Jouw opdracht:
Kun je uit de uitspraak over de boete op grond van de Wet dieren het stuk van "ECLI:NL:RBROT:2021:10911" tot en met "bij de rechtbank." woord voor woord overschrijven?

Getoonde tekst:
ECLI:NL:RBROT:2021:10911
Rechtbank Rotterdam
- Eerste aanleg - enkelvoudig
- Rechtspraak.nl
Herziening van een bestuursrechtelijke boete opgelegd op basis van de Wet dieren en verzoek om proceskostenvergoeding
In deze zaak heeft de Rechtbank Rotterdam op 12 november 2021 uitspraak gedaan in een bestuursrechtelijk geschil tussen [naam verzoeker], h.o.d.n. [naam bedrijf], en de Minister van Landbouw, Natuur en Voedselkwaliteit. De zaak betreft een boete van € 1.500,- die aan verzoeker was opgelegd wegens een overtreding van de Wet dieren. Verzoeker had bezwaar gemaakt tegen deze boete, maar het bezwaar werd aanvankelijk ongegrond verklaard door verweerder. Hierop heeft verzoeker beroep ingesteld bij de rechtbank.
Tijdens de zitting op 21 oktober 2021 heeft verweerder aangegeven dat er een herziene beslissing op bezwaar zou volgen, waarbij de boete zou worden ingetrokken. Op 2 november 2021 heeft verweerder inderdaad een herziene beslissing genomen, waarin het bezwaar van verzoeker alsnog gegrond werd verklaard en de boete werd herroepen. Verzoeker heeft vervolgens op 9 november 2021 het beroep ingetrokken en verzocht om een proceskostenvergoeding.
De rechtbank heeft echter geoordeeld dat verzoeker het verzoek om proceskostenvergoeding niet tijdig had ingediend, aangezien het ingevulde formulier pas bij de intrekking van het beroep was overgelegd, en niet op de dag van de zitting. De rechtbank heeft het verzoek om proceskostenvergoeding afgewezen, ondanks dat verweerder in de herziene beslissing op bezwaar aan verzoeker tegemoet was gekomen. De rechtbank concludeert dat de boete van € 1.500,- komt te vervallen, maar dat verzoeker niet in aanmerking komt voor een vergoeding van de proceskosten.

Records uit dataset:

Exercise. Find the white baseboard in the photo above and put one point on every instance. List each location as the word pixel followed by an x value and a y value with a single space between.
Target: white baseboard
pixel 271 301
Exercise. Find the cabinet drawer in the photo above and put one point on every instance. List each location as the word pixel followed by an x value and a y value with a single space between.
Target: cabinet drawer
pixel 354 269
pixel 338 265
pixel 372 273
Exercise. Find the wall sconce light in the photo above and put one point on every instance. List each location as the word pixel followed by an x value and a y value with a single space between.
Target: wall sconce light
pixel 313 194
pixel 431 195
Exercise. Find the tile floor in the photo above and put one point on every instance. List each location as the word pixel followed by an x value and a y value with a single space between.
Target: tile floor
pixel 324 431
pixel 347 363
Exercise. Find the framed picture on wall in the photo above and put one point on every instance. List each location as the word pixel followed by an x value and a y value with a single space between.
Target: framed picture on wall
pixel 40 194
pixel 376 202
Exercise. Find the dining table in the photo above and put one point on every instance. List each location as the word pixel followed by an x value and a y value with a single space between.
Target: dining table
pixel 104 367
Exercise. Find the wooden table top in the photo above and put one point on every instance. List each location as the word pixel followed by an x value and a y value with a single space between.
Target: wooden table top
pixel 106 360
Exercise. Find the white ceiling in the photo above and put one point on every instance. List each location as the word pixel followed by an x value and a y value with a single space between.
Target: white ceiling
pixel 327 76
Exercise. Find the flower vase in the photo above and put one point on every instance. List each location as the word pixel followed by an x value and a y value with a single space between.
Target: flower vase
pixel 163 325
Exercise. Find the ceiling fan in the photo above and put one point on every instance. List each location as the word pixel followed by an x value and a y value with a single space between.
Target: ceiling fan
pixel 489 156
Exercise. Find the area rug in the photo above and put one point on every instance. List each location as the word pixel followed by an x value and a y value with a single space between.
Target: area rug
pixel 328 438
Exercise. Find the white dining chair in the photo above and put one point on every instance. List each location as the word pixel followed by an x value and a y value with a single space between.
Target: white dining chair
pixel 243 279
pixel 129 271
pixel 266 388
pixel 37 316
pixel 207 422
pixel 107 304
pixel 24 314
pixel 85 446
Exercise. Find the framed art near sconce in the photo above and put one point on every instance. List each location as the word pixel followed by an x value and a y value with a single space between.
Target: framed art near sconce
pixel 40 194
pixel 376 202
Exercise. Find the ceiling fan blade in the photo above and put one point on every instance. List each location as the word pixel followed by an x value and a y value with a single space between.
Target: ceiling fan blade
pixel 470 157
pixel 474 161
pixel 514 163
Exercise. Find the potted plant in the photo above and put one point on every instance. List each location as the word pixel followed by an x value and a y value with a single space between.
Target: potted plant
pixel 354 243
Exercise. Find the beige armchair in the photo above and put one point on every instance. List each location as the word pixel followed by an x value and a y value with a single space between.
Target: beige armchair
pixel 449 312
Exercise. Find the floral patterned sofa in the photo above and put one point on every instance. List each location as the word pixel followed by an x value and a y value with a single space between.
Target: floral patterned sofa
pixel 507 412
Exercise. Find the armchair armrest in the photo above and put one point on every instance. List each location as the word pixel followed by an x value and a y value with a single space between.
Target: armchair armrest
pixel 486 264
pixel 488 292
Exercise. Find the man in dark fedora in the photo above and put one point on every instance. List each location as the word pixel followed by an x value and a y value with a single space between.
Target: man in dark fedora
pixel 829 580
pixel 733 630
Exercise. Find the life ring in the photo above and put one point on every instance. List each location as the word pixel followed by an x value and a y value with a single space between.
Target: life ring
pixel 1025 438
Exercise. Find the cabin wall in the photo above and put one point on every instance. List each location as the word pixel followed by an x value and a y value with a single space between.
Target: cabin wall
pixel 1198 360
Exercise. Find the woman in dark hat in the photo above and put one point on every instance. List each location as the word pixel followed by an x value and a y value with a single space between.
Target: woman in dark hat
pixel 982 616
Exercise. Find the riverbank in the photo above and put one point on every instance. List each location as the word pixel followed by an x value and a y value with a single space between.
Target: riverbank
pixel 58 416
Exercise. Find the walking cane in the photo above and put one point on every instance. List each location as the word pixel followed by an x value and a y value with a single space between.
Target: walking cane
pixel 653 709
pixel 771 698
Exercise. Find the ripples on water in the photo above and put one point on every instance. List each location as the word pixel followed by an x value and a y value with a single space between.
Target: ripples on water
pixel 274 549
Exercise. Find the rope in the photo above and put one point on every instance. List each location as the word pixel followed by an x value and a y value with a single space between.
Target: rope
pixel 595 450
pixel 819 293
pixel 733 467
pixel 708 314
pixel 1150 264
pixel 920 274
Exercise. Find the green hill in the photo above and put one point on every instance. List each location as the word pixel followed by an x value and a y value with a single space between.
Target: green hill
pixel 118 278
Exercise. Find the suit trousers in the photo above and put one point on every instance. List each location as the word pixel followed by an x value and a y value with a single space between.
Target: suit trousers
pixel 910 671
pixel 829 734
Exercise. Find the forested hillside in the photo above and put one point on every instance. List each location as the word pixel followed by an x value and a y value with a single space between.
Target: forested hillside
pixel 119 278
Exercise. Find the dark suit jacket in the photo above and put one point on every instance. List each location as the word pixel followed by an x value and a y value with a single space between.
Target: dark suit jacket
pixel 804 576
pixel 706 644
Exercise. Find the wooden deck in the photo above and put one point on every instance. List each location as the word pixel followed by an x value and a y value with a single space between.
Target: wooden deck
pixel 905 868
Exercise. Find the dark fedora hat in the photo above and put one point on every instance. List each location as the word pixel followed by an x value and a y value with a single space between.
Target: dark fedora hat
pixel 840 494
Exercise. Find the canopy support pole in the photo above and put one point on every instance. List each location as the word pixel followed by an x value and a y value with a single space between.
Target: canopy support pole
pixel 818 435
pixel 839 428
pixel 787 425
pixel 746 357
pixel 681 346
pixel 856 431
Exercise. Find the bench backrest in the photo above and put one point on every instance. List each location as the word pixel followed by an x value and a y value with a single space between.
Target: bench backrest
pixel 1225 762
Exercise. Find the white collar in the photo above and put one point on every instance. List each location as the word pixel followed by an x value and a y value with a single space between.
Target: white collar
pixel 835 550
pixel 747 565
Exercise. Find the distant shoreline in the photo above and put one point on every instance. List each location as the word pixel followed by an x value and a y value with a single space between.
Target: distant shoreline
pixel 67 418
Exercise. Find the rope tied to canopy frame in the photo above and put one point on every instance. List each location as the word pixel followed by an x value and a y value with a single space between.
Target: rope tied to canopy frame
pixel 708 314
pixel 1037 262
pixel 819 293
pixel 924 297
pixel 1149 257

Oplossing hieronder:
ECLI:NL:RBROT:2021:10911
Rechtbank Rotterdam
- Eerste aanleg - enkelvoudig
- Rechtspraak.nl
Herziening van een bestuursrechtelijke boete opgelegd op basis van de Wet dieren en verzoek om proceskostenvergoeding
In deze zaak heeft de Rechtbank Rotterdam op 12 november 2021 uitspraak gedaan in een bestuursrechtelijk geschil tussen [naam verzoeker], h.o.d.n. [naam bedrijf], en de Minister van Landbouw, Natuur en Voedselkwaliteit. De zaak betreft een boete van € 1.500,- die aan verzoeker was opgelegd wegens een overtreding van de Wet dieren. Verzoeker had bezwaar gemaakt tegen deze boete, maar het bezwaar werd aanvankelijk ongegrond verklaard door verweerder. Hierop heeft verzoeker beroep ingesteld bij de rechtbank.